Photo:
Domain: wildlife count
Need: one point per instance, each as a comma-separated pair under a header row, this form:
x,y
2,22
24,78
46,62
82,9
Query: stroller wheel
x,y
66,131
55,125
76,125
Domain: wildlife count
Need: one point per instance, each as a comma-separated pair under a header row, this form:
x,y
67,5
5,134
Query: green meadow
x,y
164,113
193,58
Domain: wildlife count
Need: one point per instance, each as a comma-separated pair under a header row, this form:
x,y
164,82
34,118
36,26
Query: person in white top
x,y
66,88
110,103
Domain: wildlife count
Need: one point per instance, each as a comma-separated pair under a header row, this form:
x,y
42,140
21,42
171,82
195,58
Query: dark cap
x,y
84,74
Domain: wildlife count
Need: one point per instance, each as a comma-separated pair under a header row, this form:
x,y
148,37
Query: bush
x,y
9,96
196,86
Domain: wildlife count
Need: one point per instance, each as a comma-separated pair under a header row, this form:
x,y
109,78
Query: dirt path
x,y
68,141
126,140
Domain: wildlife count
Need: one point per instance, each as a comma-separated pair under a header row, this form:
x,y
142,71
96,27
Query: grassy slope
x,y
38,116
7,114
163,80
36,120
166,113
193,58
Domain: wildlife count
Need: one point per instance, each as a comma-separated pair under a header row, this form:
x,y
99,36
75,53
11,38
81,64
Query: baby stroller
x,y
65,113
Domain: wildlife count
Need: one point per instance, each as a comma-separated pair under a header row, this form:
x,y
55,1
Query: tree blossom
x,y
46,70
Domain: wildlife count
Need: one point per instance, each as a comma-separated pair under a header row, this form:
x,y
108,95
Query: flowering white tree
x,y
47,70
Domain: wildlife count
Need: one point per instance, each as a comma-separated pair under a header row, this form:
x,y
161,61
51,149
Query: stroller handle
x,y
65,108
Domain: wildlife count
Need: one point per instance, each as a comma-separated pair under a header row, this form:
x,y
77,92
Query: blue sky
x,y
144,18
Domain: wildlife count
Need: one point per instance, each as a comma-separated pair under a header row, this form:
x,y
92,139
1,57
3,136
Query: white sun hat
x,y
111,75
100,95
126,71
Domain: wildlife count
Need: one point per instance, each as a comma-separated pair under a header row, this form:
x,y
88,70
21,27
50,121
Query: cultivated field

——————

§ Task: An exact copy of the material above is needed.

§ Solution to this exercise:
Photo:
Domain: wildlife count
Need: one point per instance, each as a comma-separated pair under a header row, this form:
x,y
2,22
24,78
46,62
82,9
Query: stroller wheel
x,y
66,131
55,125
76,125
Domain: wildlife count
Need: one point per instance, each as a comma-separated pair under a header row, this form:
x,y
67,5
5,134
Query: green meadow
x,y
164,113
193,58
Domain: wildlife count
Need: one point per instance, each as a comma-separated pair under a header row, this form:
x,y
164,82
34,118
36,26
Query: person in white top
x,y
66,88
110,103
Domain: wildlife count
Need: one point per instance, each as a comma-separated pair under a header row, this form:
x,y
42,140
21,42
171,82
195,58
Query: dark cap
x,y
84,74
Domain: wildlife count
Need: one point per instance, each as a comma-separated pair under a header row, this form:
x,y
148,37
Query: bush
x,y
9,96
196,86
Domain: wildlife count
Need: one point per instance, each as a comma-separated pair under a header row, this form:
x,y
109,78
Query: dirt path
x,y
68,141
126,140
Domain: wildlife count
Need: one point per instance, each as a comma-separated pair under a header row, this form:
x,y
142,71
96,27
Query: grassy slope
x,y
38,116
7,114
163,80
36,120
166,113
193,58
Domain: wildlife count
Need: one point per instance, each as a comma-separated pair under a header row, this form:
x,y
99,36
75,53
11,38
81,64
Query: baby stroller
x,y
65,113
Domain: wildlife count
Need: one point per instance, each as a comma-separated pair under a header row, this form:
x,y
55,1
Query: tree blossom
x,y
46,70
Domain: wildlife count
Need: one point per instance, each as a comma-separated pair under a header row, this form:
x,y
108,95
Query: flowering white tree
x,y
47,70
Domain: wildlife count
Need: one point per instance, each as a comma-separated pair under a header row, this form:
x,y
161,61
51,149
Query: stroller handle
x,y
65,108
Domain: wildlife count
Need: one point per instance, each as a comma-separated pair under a header row, this form:
x,y
77,92
Query: blue sky
x,y
144,18
Domain: wildlife count
Need: one point per instance, each as a comma-separated pair under a header row, this form:
x,y
92,139
1,57
3,136
Query: white sun hat
x,y
111,75
100,95
126,71
Domain: wildlife count
Need: one point per instance, each as a comma-separated pair under a header row, this form:
x,y
88,70
21,27
50,121
Query: cultivated field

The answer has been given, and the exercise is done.